#### TEXT BLOCK
Postby Rakesh » 03 Sep 2018 07:10

U.S., India may not sign security pact at 2+2 meet
https://www.thehindu.com/news/national/ ... 849853.ece

Likely to merely announce an in-principle agreement

At the 2+2 dialogue between India and the U.S. here on September 6, an announcement could be made about an in-principle agreement between the two sides on the Communications Compatibility and Security Agreement (COMCASA), but its signing is doubtful, say officials on both sides. “Work is still on. Some form of announcement is expected. Lawyers on both sides are looking into the draft. In the week prior, they did some adjustments in the text,” an official familiar with the process said.

#### DATASET CONTENT
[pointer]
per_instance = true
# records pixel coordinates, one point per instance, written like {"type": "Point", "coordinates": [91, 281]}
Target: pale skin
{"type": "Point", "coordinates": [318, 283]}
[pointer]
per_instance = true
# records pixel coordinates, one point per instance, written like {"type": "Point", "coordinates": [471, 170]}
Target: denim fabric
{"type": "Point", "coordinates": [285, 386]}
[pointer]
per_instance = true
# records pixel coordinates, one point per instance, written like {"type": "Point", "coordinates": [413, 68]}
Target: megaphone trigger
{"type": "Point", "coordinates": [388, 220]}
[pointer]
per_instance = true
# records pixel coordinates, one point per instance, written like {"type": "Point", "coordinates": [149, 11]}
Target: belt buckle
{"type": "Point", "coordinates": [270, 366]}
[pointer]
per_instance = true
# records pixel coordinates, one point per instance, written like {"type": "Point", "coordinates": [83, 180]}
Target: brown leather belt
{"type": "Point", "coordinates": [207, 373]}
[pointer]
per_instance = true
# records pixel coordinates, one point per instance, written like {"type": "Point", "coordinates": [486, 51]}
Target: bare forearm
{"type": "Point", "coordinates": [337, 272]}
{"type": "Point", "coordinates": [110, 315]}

#### GIVEN REQUEST
Resume the news excerpt about the India–U.S. 2+2 dialogue and the COMCASA agreement, continuing after its last sentence.

#### ANSWER
Last-Minute Discussions

While the contours of the agreement have been agreed upon, last-minute deliberations are under way to address specific concerns in the language. “As of now, it is difficult to say if it would be signed during the 2+2,” another official said. Diplomatic sources, too, while expressing the hope that the agreement would be signed, said realistically it was not clear yet. This is a similar trajectory followed when India signed the Logistics Exchange Memorandum of Understanding. The two sides announced an “in-principle” decision to conclude it during the then U.S. Secretary of Defence Ash Carter’s visit to Delhi in April 2016. However, it was concluded only when the then Defence Minister Manohar Parrikar visited the U.S. in August that year. The US which has designated India a Major Defence Partner (MDP) has repeatedly stated that the foundational agreements were essential critical for India to gain access to cutting edge technology. The COMCASA will facilitate exchange of secure communications between the two militaries and allow the sale of encrypted communication systems to India. For a long time there have been concerns that this would allow US to listen into Indian secure communication channels. But these have been gradually overcome and India agreed to move forward with the agreement. However, signing the COMCASA “will override objections by the Indian military which fears that it will enable seamless penetration horizontally and vertically of the official Indian communications grid, including the most sensitive strategic communications network” writes strategic analyst Bharat Karnad in his latest book Staggering Forward.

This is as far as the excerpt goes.